((

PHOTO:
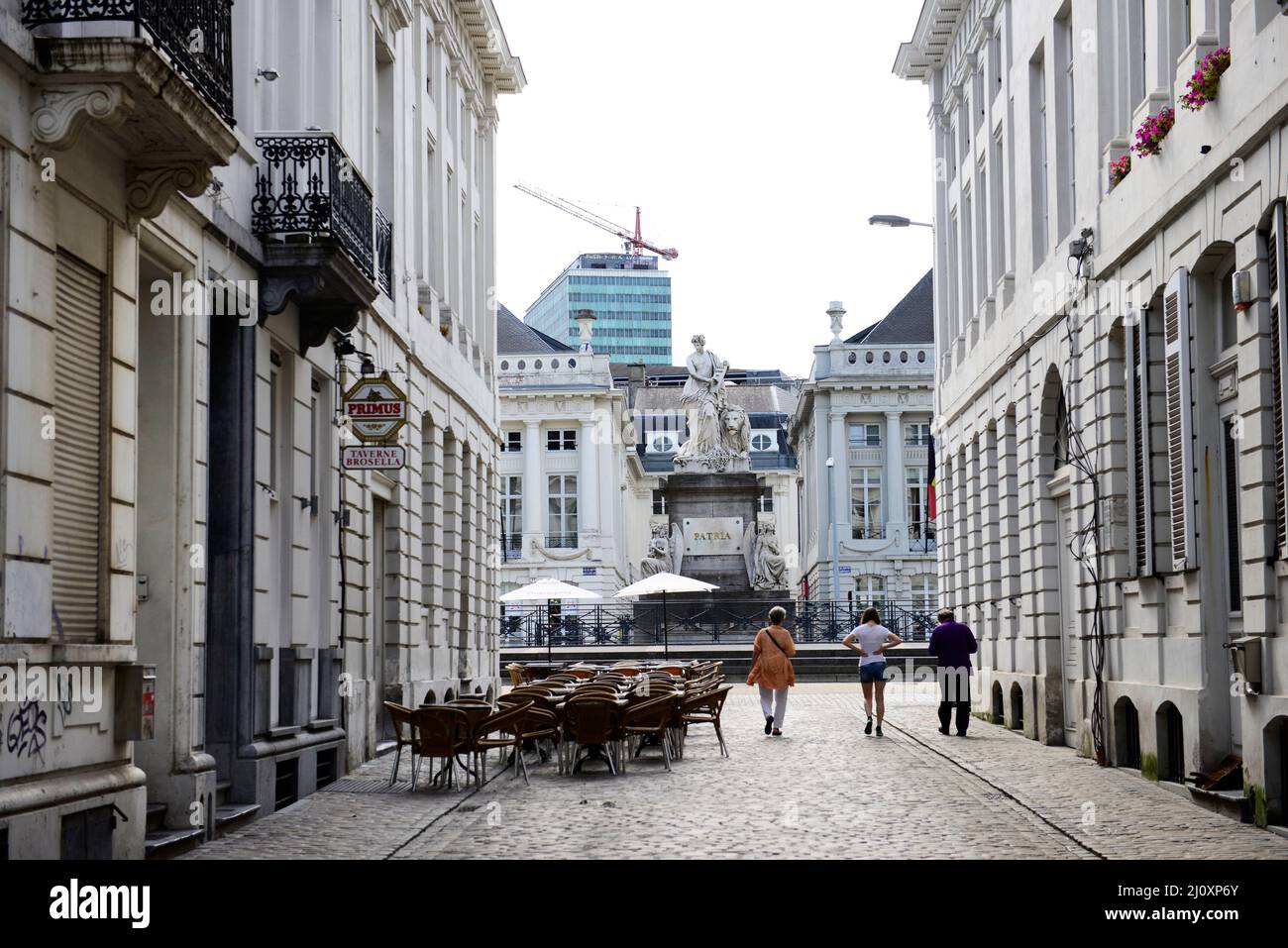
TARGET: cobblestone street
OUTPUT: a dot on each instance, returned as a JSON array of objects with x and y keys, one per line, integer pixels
[{"x": 823, "y": 790}]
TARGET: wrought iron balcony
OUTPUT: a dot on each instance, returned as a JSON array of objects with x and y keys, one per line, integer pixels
[
  {"x": 863, "y": 532},
  {"x": 308, "y": 187},
  {"x": 196, "y": 35}
]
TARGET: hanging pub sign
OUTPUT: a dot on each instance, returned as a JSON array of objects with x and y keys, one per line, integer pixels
[
  {"x": 374, "y": 456},
  {"x": 376, "y": 408}
]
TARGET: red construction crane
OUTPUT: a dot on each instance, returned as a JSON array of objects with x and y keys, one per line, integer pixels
[{"x": 634, "y": 244}]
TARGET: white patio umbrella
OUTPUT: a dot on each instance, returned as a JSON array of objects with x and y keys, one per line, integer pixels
[
  {"x": 664, "y": 583},
  {"x": 550, "y": 590}
]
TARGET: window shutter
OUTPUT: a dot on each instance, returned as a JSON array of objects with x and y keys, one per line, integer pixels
[
  {"x": 1180, "y": 420},
  {"x": 1278, "y": 361},
  {"x": 1140, "y": 494},
  {"x": 77, "y": 449}
]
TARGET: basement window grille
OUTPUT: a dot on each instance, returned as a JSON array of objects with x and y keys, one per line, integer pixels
[
  {"x": 327, "y": 767},
  {"x": 287, "y": 784}
]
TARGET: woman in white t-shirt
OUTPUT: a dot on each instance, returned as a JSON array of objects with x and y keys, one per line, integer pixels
[{"x": 871, "y": 639}]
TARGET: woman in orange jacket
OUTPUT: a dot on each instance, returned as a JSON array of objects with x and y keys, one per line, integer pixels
[{"x": 772, "y": 669}]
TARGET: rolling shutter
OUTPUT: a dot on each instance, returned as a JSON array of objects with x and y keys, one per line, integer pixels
[
  {"x": 1278, "y": 360},
  {"x": 77, "y": 449},
  {"x": 1180, "y": 420},
  {"x": 1140, "y": 498}
]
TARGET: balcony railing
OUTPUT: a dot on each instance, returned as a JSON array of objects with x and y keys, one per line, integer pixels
[
  {"x": 732, "y": 621},
  {"x": 196, "y": 35},
  {"x": 307, "y": 185},
  {"x": 384, "y": 253}
]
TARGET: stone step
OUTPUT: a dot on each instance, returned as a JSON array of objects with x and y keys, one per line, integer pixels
[
  {"x": 232, "y": 815},
  {"x": 166, "y": 844}
]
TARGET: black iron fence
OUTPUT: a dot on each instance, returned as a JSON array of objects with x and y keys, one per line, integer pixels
[
  {"x": 307, "y": 185},
  {"x": 730, "y": 621},
  {"x": 196, "y": 35}
]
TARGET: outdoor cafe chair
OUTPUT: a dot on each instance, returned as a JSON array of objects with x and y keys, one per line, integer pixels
[
  {"x": 404, "y": 733},
  {"x": 704, "y": 708},
  {"x": 591, "y": 720},
  {"x": 441, "y": 732},
  {"x": 541, "y": 724},
  {"x": 652, "y": 717},
  {"x": 507, "y": 724}
]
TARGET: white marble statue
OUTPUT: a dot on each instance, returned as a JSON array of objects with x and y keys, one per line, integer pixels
[
  {"x": 719, "y": 433},
  {"x": 767, "y": 567}
]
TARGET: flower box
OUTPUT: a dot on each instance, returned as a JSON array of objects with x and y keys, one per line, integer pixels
[
  {"x": 1119, "y": 170},
  {"x": 1206, "y": 81},
  {"x": 1153, "y": 130}
]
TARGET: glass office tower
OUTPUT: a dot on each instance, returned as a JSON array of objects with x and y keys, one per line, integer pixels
[{"x": 630, "y": 298}]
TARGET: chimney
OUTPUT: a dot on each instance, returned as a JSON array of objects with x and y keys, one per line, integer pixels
[
  {"x": 836, "y": 311},
  {"x": 585, "y": 322}
]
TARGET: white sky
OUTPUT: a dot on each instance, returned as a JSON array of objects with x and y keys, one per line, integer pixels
[{"x": 758, "y": 137}]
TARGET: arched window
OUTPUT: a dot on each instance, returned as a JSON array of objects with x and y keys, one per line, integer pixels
[
  {"x": 870, "y": 590},
  {"x": 1061, "y": 433}
]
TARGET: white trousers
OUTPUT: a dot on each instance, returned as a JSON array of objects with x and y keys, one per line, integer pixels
[{"x": 773, "y": 702}]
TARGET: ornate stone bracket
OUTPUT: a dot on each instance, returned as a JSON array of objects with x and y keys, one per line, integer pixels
[
  {"x": 327, "y": 287},
  {"x": 58, "y": 120},
  {"x": 154, "y": 184}
]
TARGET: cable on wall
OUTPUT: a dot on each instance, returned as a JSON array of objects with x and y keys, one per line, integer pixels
[{"x": 1085, "y": 544}]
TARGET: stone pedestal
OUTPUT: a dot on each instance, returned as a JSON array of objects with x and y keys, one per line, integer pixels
[{"x": 695, "y": 501}]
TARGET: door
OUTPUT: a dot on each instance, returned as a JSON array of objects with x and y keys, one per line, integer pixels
[{"x": 1070, "y": 644}]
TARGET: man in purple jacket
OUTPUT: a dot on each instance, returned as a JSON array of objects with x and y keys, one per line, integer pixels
[{"x": 952, "y": 644}]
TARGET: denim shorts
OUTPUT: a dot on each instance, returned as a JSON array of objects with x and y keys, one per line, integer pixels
[{"x": 872, "y": 672}]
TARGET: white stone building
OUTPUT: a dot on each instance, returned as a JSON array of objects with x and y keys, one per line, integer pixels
[
  {"x": 566, "y": 471},
  {"x": 1119, "y": 432},
  {"x": 867, "y": 407},
  {"x": 172, "y": 493},
  {"x": 587, "y": 447}
]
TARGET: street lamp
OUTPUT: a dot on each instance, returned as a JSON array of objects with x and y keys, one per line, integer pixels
[
  {"x": 894, "y": 220},
  {"x": 836, "y": 537}
]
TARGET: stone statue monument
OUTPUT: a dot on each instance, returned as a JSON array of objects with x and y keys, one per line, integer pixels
[
  {"x": 665, "y": 554},
  {"x": 767, "y": 567},
  {"x": 719, "y": 433}
]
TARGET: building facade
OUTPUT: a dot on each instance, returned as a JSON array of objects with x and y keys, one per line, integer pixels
[
  {"x": 1111, "y": 401},
  {"x": 864, "y": 527},
  {"x": 211, "y": 231},
  {"x": 631, "y": 299},
  {"x": 661, "y": 427},
  {"x": 566, "y": 468}
]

))

The whole listing above should be restated word for word, minus any images.

== ANSWER BOX ==
PHOTO:
TARGET: cobblestone street
OUTPUT: a dot on each instance, returned as a JSON array of objects with x and y keys, one per line, integer pixels
[{"x": 823, "y": 790}]
TARGET: wrought iron balcony
OUTPUT: a dot on each instance, returned as a JSON array of objects with x and y keys, one per line, integer pixels
[
  {"x": 863, "y": 532},
  {"x": 308, "y": 187},
  {"x": 196, "y": 35}
]
TARGET: hanging pub sign
OUTPUT: a dot on each instance, returned as a JSON array of objects with x and y keys, one per line, integer pixels
[
  {"x": 374, "y": 456},
  {"x": 376, "y": 408}
]
TARGET: red construction crane
OUTPUT: a dot on each instance, returned as a JSON array of objects with x and y keys, one per line, integer pixels
[{"x": 634, "y": 244}]
TARGET: white patio umbrella
OUTPUT: a dot on each instance, returned as a JSON array of objects with x and y keys, one per line, integer pixels
[
  {"x": 664, "y": 583},
  {"x": 550, "y": 590}
]
TARGET: window shutter
OUTPUT: a dot on each instance, returned as a JSON array of objects with x and y keys, one per line, integer pixels
[
  {"x": 1180, "y": 420},
  {"x": 1278, "y": 361},
  {"x": 1140, "y": 494},
  {"x": 77, "y": 449}
]
TARGET: basement window grille
OUTPUT: a dot on each instance, returned as a JSON array of objects with x and y keys, one per line, integer pixels
[
  {"x": 327, "y": 767},
  {"x": 287, "y": 784}
]
TARGET: woman in white t-shirt
OUTPUT: a dot on each instance, returned as a JSON array of objects with x and y keys, one per line, integer pixels
[{"x": 871, "y": 639}]
TARGET: woman in orange jacket
OUTPUT: a dot on each instance, returned as a JSON array of objects with x and y keys, one per line, integer pixels
[{"x": 772, "y": 669}]
TARGET: rolling shutter
OUTPUT: a dot on each instance, returned as a JSON array of objects with x and y keys, one per line, integer pixels
[
  {"x": 1278, "y": 360},
  {"x": 77, "y": 449},
  {"x": 1180, "y": 420},
  {"x": 1140, "y": 498}
]
TARGET: balcony railing
OUTPUT: a dot on each instance, returned as a JSON array of objects with x and y keys, one per line, integer pixels
[
  {"x": 732, "y": 621},
  {"x": 196, "y": 35},
  {"x": 307, "y": 185},
  {"x": 384, "y": 253}
]
TARGET: stone step
OUTPUT: a dot on each instance, returned as a JSON array of objects with x and y keys, one per line, integer pixels
[
  {"x": 232, "y": 815},
  {"x": 166, "y": 844}
]
TARGET: black iron fence
OUTPUT: a dot on each instance, returned as a JSON array of objects with x and y keys, one per line, integer pixels
[
  {"x": 307, "y": 185},
  {"x": 730, "y": 621},
  {"x": 196, "y": 35}
]
TARGET: outdoor cafe chair
OUTPUT: a dot on each instance, returned as a JSON array of objects with x and y keys, one per line, integer pixels
[
  {"x": 404, "y": 733},
  {"x": 704, "y": 708},
  {"x": 591, "y": 720},
  {"x": 441, "y": 732},
  {"x": 541, "y": 724},
  {"x": 652, "y": 717},
  {"x": 507, "y": 724}
]
TARGET: white marble statue
OUTPUT: a dot on each instance, returned as a JSON array of objects with x and y keys, one per line, integer pixels
[
  {"x": 719, "y": 433},
  {"x": 767, "y": 567}
]
TARGET: flower box
OUTPUT: a dot on each instance, returned as a JSON array of objects with x and y keys, one per line, integer pixels
[
  {"x": 1119, "y": 170},
  {"x": 1206, "y": 81},
  {"x": 1153, "y": 130}
]
TARGET: glass office tower
OUTPUT: a dot on each instance, returned as a JSON array of objects with x and y keys, one per line, integer pixels
[{"x": 630, "y": 298}]
TARGET: chimney
OUTPUT: a dot on each instance, returned as a JSON array of objects with x and y keys, one per line, integer pixels
[
  {"x": 836, "y": 311},
  {"x": 585, "y": 322}
]
TARGET: white sky
OUTPUT: a dot on each instance, returned as a JSON array of objects with x and y keys, one per line, integer pixels
[{"x": 758, "y": 137}]
TARGET: arched window
OUTPUT: a dot on each instance, returned as a JSON array of objects with x and y keys, one per line, integer pixels
[
  {"x": 870, "y": 590},
  {"x": 1061, "y": 433}
]
TARGET: white trousers
OUTPUT: a dot on each instance, returned as a JSON array of objects with x and y keys, one per line, integer pixels
[{"x": 773, "y": 702}]
TARGET: ornate stone bracket
OUTPUT: a dot on each instance, returned as a JSON array of objects with x and y keys, one per line, integer pixels
[
  {"x": 327, "y": 287},
  {"x": 58, "y": 120},
  {"x": 154, "y": 184}
]
TARGET: cable on wall
OUTPUT: a dot on each instance, returned as a JSON array of objects with x and y keys, one per line, integer pixels
[{"x": 1085, "y": 544}]
TARGET: stone pedestal
OUTPUT: a dot on each instance, returned as a JSON array of objects with x and y keys, one per line, integer pixels
[{"x": 695, "y": 501}]
TARGET: door
OUTPUT: a dot on each instance, returned as a JSON array of objects with x and y keys, one per line, integer pixels
[{"x": 1070, "y": 644}]
TARGET: man in purple jacket
OUTPUT: a dot on each instance, returned as a JSON array of objects with x and y keys, one per line, integer pixels
[{"x": 952, "y": 644}]
TARGET: denim shorts
OUTPUT: a dot on each instance, returned as a JSON array of objects with x and y keys, one per line, integer pixels
[{"x": 872, "y": 672}]
TARGET: white stone building
OUTPUT: a dot on each instance, returned as a JSON array of objects with x and y keys, one per line, integer pixels
[
  {"x": 566, "y": 471},
  {"x": 1119, "y": 432},
  {"x": 867, "y": 407},
  {"x": 172, "y": 493},
  {"x": 587, "y": 447}
]
TARGET: street lamp
OUTPUT: a dot on each instance, returned as a JSON array of objects with x and y keys, one per line, integer pixels
[
  {"x": 894, "y": 220},
  {"x": 836, "y": 537}
]
TARGET: stone statue monument
OUTPUT: a dot on each instance, returned as a JSON array of objects with x and y keys, one per line, integer pixels
[
  {"x": 665, "y": 554},
  {"x": 767, "y": 567},
  {"x": 719, "y": 433}
]
TARGET: building facade
OUTPUT: a dot on each instance, returned as a JSON array of objects with x and y keys, one per line, integer pixels
[
  {"x": 1111, "y": 401},
  {"x": 864, "y": 527},
  {"x": 211, "y": 231},
  {"x": 631, "y": 299},
  {"x": 661, "y": 427},
  {"x": 566, "y": 468}
]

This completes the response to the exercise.